EXTRACTO DE PÁGINA:

══════════════════════════════

La cultura es un producto de la evolución
Los leones emplean una sola estrategia de caza, que suele ser efectiva: acechan, aprovechando la vegetación, y realizan un rápido esprint hasta alcanzar y abatir a la presa. Las leonas enseñan a cazar a sus cachorros, de manera que podemos hablar también de transmisión cultural. Sin embargo, este proceso es mucho más sencillo que en los humanos. Nuestra especie ha desarrollado innumerables estrategias de caza y recolección: batida, caza solitaria con arco y flechas, trampas, pesca con multitud de artes… Todos estos conocimientos tienen que transmitirse de padres a hijos y sin ellos la supervivencia es imposible.
Hace unos 2,8 millones de años, un cambio climático convirtió grandes extensiones de bosque en sabana. Nuestros antecesores australopitecos tuvieron que adaptarse a este nuevo medio en el que eran muy vulnerables a sus depredadores. Además, a partir de entonces el clima se hizo mucho más variable: tuvieron que adaptarse al cambio en sí mismo.

══════════════════════════════

QUÉ HACER:
1 – Enumera, copiándolas íntegras, todas las líneas del listado que contienen la cadena "bbox".
2 – Continúa el texto sobre la cultura como producto de la evolución a partir de su última oración.
El texto sobre la cultura como producto de la evolución no guarda relación alguna con el listado.

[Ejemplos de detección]
══════════════════════════════

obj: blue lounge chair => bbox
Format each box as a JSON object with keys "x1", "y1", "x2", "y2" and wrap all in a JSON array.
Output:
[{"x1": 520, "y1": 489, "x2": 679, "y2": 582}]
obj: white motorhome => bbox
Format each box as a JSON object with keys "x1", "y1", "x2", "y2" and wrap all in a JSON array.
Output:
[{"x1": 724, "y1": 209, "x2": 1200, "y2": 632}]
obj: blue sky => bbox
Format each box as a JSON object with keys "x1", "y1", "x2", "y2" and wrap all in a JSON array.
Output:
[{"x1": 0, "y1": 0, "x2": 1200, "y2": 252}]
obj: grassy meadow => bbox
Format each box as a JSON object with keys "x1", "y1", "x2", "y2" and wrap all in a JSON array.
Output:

══════════════════════════════

RESULTADOS FINALES:
1 –
obj: blue lounge chair => bbox
obj: white motorhome => bbox
obj: blue sky => bbox
obj: grassy meadow => bbox

2 –
La evolución biológica es demasiado lenta para responder en unas pocas décadas. Por eso, pasaron a depender en gran medida de la transmisión de conocimientos por vía cultural. El rápido aumento de nuestra capacidad craneal en esa época es parte de la ecuación. Tuvimos que hacernos más inteligentes, entre otras cosas, para ser capaces de aprender.
Es probable que el lenguaje empezara a desarrollarse entonces. Cultura y lenguaje se refuerzan mutuamente, ya que es casi imposible acumular conocimientos complejos si no tenemos palabras para nombrar las cosas.
Otras especies también tienen cultura, pero no es acumulativa
La transmisión de conocimientos por vía cultural se ha descrito en varias especies de animales. Por ejemplo, algunos grupos de chimpancés usan palitos para pescar termitas y otros emplean piedras para romper la cáscara de algunos frutos secos. Sin embargo, estos rasgos son muy limitados y no son esenciales para la supervivencia de tales especies.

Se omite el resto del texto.